» **PAGE EXCERPT**:

+---+

Trout fishing reigns supreme at Hwacheon festival

By Korea Herald
  • Published : Jan 28, 2015 - 21:24
  • Updated : Jan 28, 2015 - 21:24
HWACHEON, Gangwon Province ― Every morning in January, a pilgrimage of cars and tourist buses traces the winding routes through the snowy mountains of Gangwon Province. An early morning start is the only way to secure a good spot at what is quickly becoming one of Korea’s premiere wintertime events ― Hwacheon Sancheoneo Ice Fishing Festival. 

A 2 1/2 hour coach ride from Seoul, Hwacheon has the appearance of a sleepy town inexplicably inundated with people. The faint hum of music is the only hint of a festival. But a 10 minute walk toward and through the center of town reveals scores of lanterns, stages, lights, sculptures and food stalls. Just as the music comes into focus, so does Hwacheon Stream, frozen under thick ice, surrounded by picturesque mountains and dotted with thousands of people.

An approximately 2 kilometer sector of the frozen stream is packed with fishermen, trying their luck at catching “sancheoneo,” a type of mountain trout endemic to the region.

+---+

[Collected data entries]
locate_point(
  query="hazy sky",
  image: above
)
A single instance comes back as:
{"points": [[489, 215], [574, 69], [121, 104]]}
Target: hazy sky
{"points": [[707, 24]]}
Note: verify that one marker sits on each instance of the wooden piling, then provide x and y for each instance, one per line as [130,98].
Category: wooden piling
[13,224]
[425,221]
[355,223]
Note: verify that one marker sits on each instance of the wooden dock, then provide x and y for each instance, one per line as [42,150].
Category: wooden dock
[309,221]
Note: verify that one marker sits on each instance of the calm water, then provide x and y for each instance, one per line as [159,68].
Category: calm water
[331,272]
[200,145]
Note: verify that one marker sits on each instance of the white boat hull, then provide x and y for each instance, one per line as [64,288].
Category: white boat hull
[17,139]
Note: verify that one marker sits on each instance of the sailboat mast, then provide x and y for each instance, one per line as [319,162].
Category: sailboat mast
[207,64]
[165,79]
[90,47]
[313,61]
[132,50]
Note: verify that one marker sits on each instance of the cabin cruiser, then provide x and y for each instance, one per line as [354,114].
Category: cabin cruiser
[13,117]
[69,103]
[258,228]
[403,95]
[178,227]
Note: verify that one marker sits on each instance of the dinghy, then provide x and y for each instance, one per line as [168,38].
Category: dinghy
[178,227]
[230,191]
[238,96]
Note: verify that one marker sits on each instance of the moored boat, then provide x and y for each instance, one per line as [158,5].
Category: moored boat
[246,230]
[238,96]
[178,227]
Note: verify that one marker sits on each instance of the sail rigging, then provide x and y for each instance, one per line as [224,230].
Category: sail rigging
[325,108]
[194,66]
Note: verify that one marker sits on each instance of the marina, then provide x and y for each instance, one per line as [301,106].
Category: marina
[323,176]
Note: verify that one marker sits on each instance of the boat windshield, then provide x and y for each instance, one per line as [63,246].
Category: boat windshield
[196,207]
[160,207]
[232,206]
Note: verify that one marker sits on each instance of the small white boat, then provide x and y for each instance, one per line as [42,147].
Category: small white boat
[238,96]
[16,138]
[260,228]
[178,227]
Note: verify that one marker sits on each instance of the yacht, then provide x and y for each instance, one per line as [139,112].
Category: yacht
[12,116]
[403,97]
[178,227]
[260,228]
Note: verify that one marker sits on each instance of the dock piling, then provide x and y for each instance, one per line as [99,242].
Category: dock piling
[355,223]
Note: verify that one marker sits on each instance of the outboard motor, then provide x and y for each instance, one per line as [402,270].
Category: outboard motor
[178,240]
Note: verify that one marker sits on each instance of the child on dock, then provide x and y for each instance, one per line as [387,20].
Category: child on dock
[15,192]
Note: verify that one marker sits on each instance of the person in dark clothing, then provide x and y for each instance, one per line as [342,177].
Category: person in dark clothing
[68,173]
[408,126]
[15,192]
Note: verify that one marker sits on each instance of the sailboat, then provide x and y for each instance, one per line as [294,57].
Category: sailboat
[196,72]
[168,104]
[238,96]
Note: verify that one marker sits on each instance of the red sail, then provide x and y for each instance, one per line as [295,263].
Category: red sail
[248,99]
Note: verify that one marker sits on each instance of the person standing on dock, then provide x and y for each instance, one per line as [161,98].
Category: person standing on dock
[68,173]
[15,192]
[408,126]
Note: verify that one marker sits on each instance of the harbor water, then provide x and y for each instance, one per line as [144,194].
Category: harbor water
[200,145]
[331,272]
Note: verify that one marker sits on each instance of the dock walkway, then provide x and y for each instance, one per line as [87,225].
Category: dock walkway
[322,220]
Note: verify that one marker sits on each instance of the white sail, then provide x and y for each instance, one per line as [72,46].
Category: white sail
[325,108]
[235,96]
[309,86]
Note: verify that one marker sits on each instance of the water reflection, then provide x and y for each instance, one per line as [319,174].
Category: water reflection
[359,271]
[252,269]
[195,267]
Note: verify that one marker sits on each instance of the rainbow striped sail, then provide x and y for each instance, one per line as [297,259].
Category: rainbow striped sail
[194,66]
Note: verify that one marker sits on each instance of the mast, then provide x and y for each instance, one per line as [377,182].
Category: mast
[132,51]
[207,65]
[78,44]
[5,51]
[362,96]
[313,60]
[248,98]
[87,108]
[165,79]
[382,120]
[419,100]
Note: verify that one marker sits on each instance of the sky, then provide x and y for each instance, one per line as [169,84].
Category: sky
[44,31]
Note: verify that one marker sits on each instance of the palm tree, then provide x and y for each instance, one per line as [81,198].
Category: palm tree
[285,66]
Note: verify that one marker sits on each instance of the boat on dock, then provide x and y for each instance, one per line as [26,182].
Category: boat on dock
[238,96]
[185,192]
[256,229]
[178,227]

+---+

» **TASK OBJECTIVE**: In the festival article, what is "sancheoneo"?

» **YOUR SOLUTION**: It is a type of mountain trout endemic to the region.